> [WORK TO BE COMPLETED] Repeat the items below word for word, starting at the line with "Target: white wall" and continuing through the end of the items. Leave out the pictures.

Collection entries:

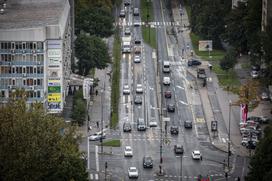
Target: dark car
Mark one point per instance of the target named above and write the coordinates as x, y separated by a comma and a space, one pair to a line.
167, 94
193, 62
188, 124
171, 108
127, 127
178, 149
147, 162
138, 99
174, 130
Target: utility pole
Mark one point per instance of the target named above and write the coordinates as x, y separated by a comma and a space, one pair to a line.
102, 115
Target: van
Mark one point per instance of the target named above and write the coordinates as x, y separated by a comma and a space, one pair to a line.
141, 124
166, 67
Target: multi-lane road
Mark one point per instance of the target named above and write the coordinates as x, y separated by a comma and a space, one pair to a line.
187, 107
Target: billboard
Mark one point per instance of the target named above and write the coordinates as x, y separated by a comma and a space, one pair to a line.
205, 45
54, 98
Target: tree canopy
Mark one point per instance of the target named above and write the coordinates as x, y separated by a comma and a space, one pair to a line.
92, 52
260, 167
37, 146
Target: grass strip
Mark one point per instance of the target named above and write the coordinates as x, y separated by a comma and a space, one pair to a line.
115, 87
112, 143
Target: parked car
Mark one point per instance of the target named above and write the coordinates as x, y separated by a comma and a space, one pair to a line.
147, 162
128, 151
137, 59
196, 155
167, 94
138, 99
127, 127
193, 62
166, 81
139, 88
188, 124
174, 130
265, 96
126, 89
133, 172
171, 108
178, 149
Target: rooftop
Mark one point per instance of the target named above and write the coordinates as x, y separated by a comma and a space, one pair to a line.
31, 13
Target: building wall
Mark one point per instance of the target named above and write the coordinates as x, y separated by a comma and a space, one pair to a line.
37, 59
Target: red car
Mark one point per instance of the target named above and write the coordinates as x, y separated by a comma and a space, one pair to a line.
167, 94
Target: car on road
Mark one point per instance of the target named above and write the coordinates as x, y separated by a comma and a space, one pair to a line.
168, 94
174, 130
97, 136
137, 22
254, 74
136, 12
139, 88
127, 31
193, 62
126, 89
166, 81
153, 123
137, 59
141, 124
128, 151
147, 162
127, 2
127, 127
138, 99
133, 172
188, 124
122, 13
196, 155
178, 149
171, 107
264, 96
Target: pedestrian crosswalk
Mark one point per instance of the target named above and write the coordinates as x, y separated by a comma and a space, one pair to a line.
151, 24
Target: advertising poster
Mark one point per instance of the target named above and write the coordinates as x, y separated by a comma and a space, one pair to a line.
54, 96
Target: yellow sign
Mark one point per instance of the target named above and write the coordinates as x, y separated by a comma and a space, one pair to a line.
54, 97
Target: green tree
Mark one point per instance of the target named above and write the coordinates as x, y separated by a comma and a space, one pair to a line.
229, 60
79, 107
92, 52
260, 167
235, 28
37, 146
95, 21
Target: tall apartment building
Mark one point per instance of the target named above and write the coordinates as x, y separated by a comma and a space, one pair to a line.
35, 51
266, 13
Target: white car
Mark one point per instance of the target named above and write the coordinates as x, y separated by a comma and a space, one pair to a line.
166, 80
196, 155
133, 172
153, 123
137, 58
139, 88
128, 151
126, 89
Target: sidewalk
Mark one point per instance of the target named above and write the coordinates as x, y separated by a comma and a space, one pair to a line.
215, 102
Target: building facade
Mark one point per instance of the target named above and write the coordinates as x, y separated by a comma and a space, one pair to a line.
35, 51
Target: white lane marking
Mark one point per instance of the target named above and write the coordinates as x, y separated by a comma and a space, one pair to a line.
96, 159
180, 87
182, 102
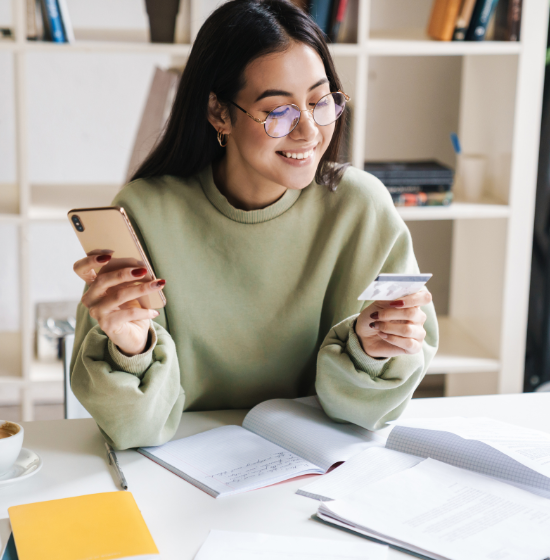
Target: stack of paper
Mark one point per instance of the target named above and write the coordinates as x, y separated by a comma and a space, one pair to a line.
447, 513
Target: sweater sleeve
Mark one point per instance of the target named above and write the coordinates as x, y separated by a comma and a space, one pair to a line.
352, 386
136, 401
134, 404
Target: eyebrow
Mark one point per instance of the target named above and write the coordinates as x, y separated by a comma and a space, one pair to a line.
277, 92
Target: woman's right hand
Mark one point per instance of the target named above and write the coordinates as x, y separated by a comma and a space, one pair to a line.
111, 300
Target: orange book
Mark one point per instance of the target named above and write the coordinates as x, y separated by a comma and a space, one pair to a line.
104, 526
443, 19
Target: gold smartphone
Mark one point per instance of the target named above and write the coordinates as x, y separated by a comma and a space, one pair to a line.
109, 231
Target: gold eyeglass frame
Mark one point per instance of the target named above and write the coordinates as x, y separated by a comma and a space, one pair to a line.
259, 121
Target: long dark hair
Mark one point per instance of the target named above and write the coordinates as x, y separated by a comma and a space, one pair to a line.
234, 35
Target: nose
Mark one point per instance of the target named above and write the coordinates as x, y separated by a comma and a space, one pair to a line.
306, 129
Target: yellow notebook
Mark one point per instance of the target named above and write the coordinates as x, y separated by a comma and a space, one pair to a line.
98, 526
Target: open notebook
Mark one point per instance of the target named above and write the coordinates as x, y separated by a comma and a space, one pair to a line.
517, 456
279, 439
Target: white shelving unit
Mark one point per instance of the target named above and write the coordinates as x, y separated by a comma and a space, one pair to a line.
490, 92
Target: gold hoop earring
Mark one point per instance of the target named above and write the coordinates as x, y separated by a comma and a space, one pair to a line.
221, 138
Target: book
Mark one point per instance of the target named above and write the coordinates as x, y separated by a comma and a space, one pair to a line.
483, 10
52, 21
338, 14
423, 199
518, 456
280, 439
507, 20
320, 11
443, 19
107, 525
439, 511
66, 21
9, 552
402, 173
463, 20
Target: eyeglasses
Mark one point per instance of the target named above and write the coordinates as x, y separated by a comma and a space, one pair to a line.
284, 119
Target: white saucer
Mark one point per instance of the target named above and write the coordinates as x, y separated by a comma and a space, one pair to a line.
27, 464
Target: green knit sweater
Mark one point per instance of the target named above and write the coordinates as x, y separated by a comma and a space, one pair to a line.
261, 305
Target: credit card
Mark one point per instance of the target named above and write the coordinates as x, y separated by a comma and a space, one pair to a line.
387, 287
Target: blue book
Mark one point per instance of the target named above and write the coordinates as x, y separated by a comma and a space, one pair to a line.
10, 553
55, 21
481, 16
320, 11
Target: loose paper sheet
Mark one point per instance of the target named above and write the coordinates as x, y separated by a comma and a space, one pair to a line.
357, 473
451, 513
251, 546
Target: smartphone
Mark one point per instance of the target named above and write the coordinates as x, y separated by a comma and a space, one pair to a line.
108, 231
387, 287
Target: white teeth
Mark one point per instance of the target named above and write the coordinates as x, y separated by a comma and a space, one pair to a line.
303, 155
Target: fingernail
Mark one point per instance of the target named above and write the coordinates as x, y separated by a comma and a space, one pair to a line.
137, 272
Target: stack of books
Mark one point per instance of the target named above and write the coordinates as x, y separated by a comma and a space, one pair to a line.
475, 20
332, 16
415, 183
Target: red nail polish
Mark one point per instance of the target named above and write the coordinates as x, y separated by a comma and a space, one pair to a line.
137, 272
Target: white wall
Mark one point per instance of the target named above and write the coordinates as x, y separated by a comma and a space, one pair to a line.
84, 110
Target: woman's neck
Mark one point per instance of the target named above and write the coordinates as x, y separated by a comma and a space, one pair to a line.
242, 189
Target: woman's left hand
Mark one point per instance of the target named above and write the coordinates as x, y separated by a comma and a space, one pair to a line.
392, 328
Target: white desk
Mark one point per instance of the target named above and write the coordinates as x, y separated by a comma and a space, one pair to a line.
179, 516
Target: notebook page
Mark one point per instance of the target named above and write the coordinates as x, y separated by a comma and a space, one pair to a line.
251, 546
228, 460
448, 446
452, 513
363, 469
308, 432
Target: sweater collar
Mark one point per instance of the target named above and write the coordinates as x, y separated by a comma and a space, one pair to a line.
245, 216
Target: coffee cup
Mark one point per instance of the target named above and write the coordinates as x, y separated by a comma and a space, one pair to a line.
11, 441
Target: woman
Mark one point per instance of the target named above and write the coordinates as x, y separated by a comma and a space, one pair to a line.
263, 243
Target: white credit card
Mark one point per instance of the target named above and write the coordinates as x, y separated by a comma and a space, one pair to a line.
387, 287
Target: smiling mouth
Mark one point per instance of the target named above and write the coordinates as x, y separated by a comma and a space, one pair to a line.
297, 155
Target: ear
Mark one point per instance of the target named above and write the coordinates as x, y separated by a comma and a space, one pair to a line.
218, 115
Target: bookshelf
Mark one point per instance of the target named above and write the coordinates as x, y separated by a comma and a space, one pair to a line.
409, 93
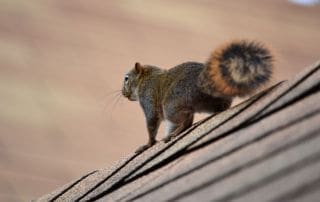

> [OUTPUT FOR THIS TASK]
Target: white wall
Mark one point per instance of the target named above and write the coordinates as x, y separated by a comma and a space, one pair to a line.
84, 110
Target: woman's neck
Mark one point per instance of the target named above and write the coordinates as x, y separated by a comma and a space, one pair to a line.
242, 189
Target: woman's left hand
Mark one point per instance of the target named above and write the coordinates as x, y separated by a comma and a space, one pair to a line.
392, 328
Target: white desk
Mark one point per instance of the target named above and write the coordinates as x, y separated by a comma and a space, one pair to a line.
179, 516
Target: notebook page
Mark one point per instance of the target named above and write the coordinates as x, y separated by a comma and a space, one pair to a line.
251, 546
228, 460
448, 446
452, 513
363, 469
308, 432
Target: sweater collar
Mark one point per instance of the target named above and write the coordinates as x, y separated by a comma and a space, one pair to a line.
245, 216
Target: coffee cup
Mark one point per instance of the target named above and write the coordinates as x, y separated by a comma and a space, one pair to a line.
11, 441
Target: woman
Mark one point per instance of the target named above and write the coordinates as x, y separated by a comma and a space, one pair to a line.
263, 243
Target: white credit card
Mark one point per instance of the target named above and write the coordinates as x, y separated by a comma and a space, one pair to a line.
387, 287
Target: smiling mouth
Mark one point per instance of the target named above and write the coordinates as x, y separated by a comma and a space, one pair to a line.
297, 155
Target: ear
Mark one point per instance of the target named above and write the coordinates as x, y separated by a comma and a space, one pair to a line.
218, 115
Target: bookshelf
Mark one point per instance of the target named above and write the coordinates as x, y separated by a comma and a space, one pair to a line.
409, 93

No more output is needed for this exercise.